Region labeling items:
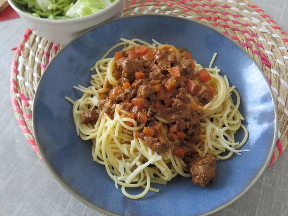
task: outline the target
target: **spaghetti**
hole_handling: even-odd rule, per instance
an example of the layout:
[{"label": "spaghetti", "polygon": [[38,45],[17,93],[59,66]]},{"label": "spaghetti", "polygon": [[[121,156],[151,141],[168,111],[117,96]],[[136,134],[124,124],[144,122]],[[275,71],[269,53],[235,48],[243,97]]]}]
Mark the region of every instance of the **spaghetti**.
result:
[{"label": "spaghetti", "polygon": [[[248,151],[238,150],[248,136],[247,130],[241,122],[244,118],[238,110],[239,94],[235,86],[230,86],[226,76],[219,75],[220,70],[217,67],[212,68],[213,61],[209,68],[204,69],[191,59],[189,53],[172,46],[154,40],[151,44],[138,39],[121,40],[92,68],[96,73],[92,76],[91,86],[88,88],[80,86],[74,87],[83,92],[82,97],[76,101],[66,98],[74,104],[73,115],[77,135],[84,140],[92,140],[94,160],[105,166],[116,185],[121,185],[125,196],[138,199],[148,190],[158,192],[151,186],[151,183],[166,184],[178,174],[191,177],[193,165],[191,165],[189,172],[188,164],[201,161],[206,156],[210,155],[212,160],[224,160],[234,153],[240,155],[241,152]],[[122,47],[122,52],[116,52],[114,57],[107,57],[119,47]],[[155,56],[155,52],[163,55]],[[140,56],[141,64],[147,64],[149,62],[147,59],[150,59],[150,52],[154,53],[150,58],[154,63],[156,61],[158,66],[146,65],[143,68],[156,71],[161,69],[161,73],[166,74],[160,76],[161,82],[155,79],[159,73],[147,78],[148,74],[138,71],[139,64],[128,64],[130,59],[138,59]],[[171,61],[168,64],[161,58],[168,56],[167,53],[174,58],[167,57]],[[183,59],[180,63],[173,63],[180,58]],[[185,69],[187,63],[192,65],[193,71],[189,72]],[[134,72],[127,72],[125,70],[128,67],[132,68]],[[180,72],[184,71],[191,79],[181,80],[183,76]],[[206,73],[206,71],[209,73]],[[196,77],[195,74],[197,77],[193,80],[191,77]],[[146,78],[149,84],[144,84]],[[181,84],[184,82],[186,88]],[[185,94],[179,93],[181,89],[184,89]],[[232,93],[237,99],[235,104]],[[175,94],[178,94],[177,98],[172,99]],[[124,101],[127,98],[133,98],[132,101],[130,99]],[[161,98],[164,104],[157,102]],[[194,122],[187,123],[186,128],[177,123],[178,119],[175,122],[172,120],[178,118],[171,115],[174,111],[171,110],[178,101],[179,112],[182,112],[181,107],[188,107],[189,104],[189,113],[193,114],[192,117],[185,117],[186,121],[189,119]],[[143,101],[150,103],[151,107],[145,106]],[[166,109],[163,108],[162,112],[155,108],[164,106]],[[167,118],[167,113],[170,118]],[[85,122],[83,116],[89,121]],[[236,142],[234,134],[240,128],[244,136],[240,142]],[[207,183],[198,184],[204,186]],[[139,194],[130,194],[126,190],[126,188],[139,187],[144,189]]]}]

Short task:
All of the entries above should be copied exactly, except for the pictures.

Solution to the exercise:
task: outline the target
target: **spaghetti**
hole_handling: even-odd rule, per instance
an example of the layout:
[{"label": "spaghetti", "polygon": [[38,45],[17,93],[59,66]]},{"label": "spaghetti", "polygon": [[[121,156],[151,141],[168,111],[117,96]],[[136,134],[124,124],[144,122]],[[275,71],[269,53],[235,48],[243,97]]]}]
Mark the region of every instance of the **spaghetti**.
result:
[{"label": "spaghetti", "polygon": [[[248,151],[238,150],[248,136],[247,130],[241,122],[244,118],[238,110],[239,94],[235,86],[230,86],[226,76],[219,75],[220,70],[217,67],[212,68],[213,61],[209,68],[204,69],[191,59],[189,53],[172,46],[154,40],[151,44],[138,39],[121,40],[92,68],[96,73],[92,76],[91,86],[88,88],[80,86],[74,87],[83,92],[82,97],[76,101],[66,98],[74,104],[73,115],[77,135],[84,140],[92,140],[94,160],[105,166],[116,185],[121,185],[125,196],[138,199],[148,190],[158,192],[151,186],[151,183],[166,184],[178,174],[191,177],[193,165],[191,165],[189,172],[188,164],[201,161],[206,156],[210,155],[212,160],[224,160],[234,153],[240,155],[241,152]],[[122,47],[122,52],[116,52],[114,57],[107,57],[119,47]],[[155,56],[155,52],[163,55]],[[140,56],[141,64],[147,64],[149,62],[147,59],[150,59],[150,52],[154,53],[150,58],[154,63],[156,61],[158,66],[146,65],[143,68],[156,71],[161,69],[161,73],[166,74],[160,76],[161,82],[155,79],[159,73],[147,78],[148,74],[138,71],[139,64],[128,64],[130,59],[138,59]],[[171,61],[168,64],[161,58],[168,56],[167,53],[174,58],[167,57]],[[183,59],[180,63],[173,63],[180,58]],[[185,69],[187,63],[192,65],[193,71],[189,72]],[[134,72],[127,72],[125,70],[128,67],[132,68]],[[180,72],[184,71],[191,79],[181,80],[183,76]],[[206,73],[206,71],[209,73]],[[196,77],[195,74],[197,77],[193,80],[191,77]],[[146,78],[149,84],[144,84]],[[181,84],[184,82],[186,88]],[[185,94],[179,93],[181,89],[184,89]],[[232,93],[237,99],[235,104]],[[175,94],[178,94],[177,98],[172,99]],[[124,101],[127,98],[133,98],[132,101],[130,99]],[[161,98],[164,104],[157,102]],[[194,122],[187,123],[186,128],[177,123],[178,119],[175,122],[172,120],[178,118],[171,115],[174,111],[171,110],[178,101],[179,112],[182,112],[181,107],[188,107],[189,104],[189,113],[193,114],[192,117],[185,117],[186,121],[189,119]],[[143,101],[150,103],[151,107],[145,106]],[[166,109],[163,108],[162,112],[155,108],[164,106]],[[167,118],[167,113],[170,118]],[[85,122],[83,116],[89,121]],[[236,142],[234,134],[240,128],[244,136],[240,142]],[[207,183],[198,184],[204,186]],[[139,194],[130,194],[126,190],[126,188],[139,187],[144,189]]]}]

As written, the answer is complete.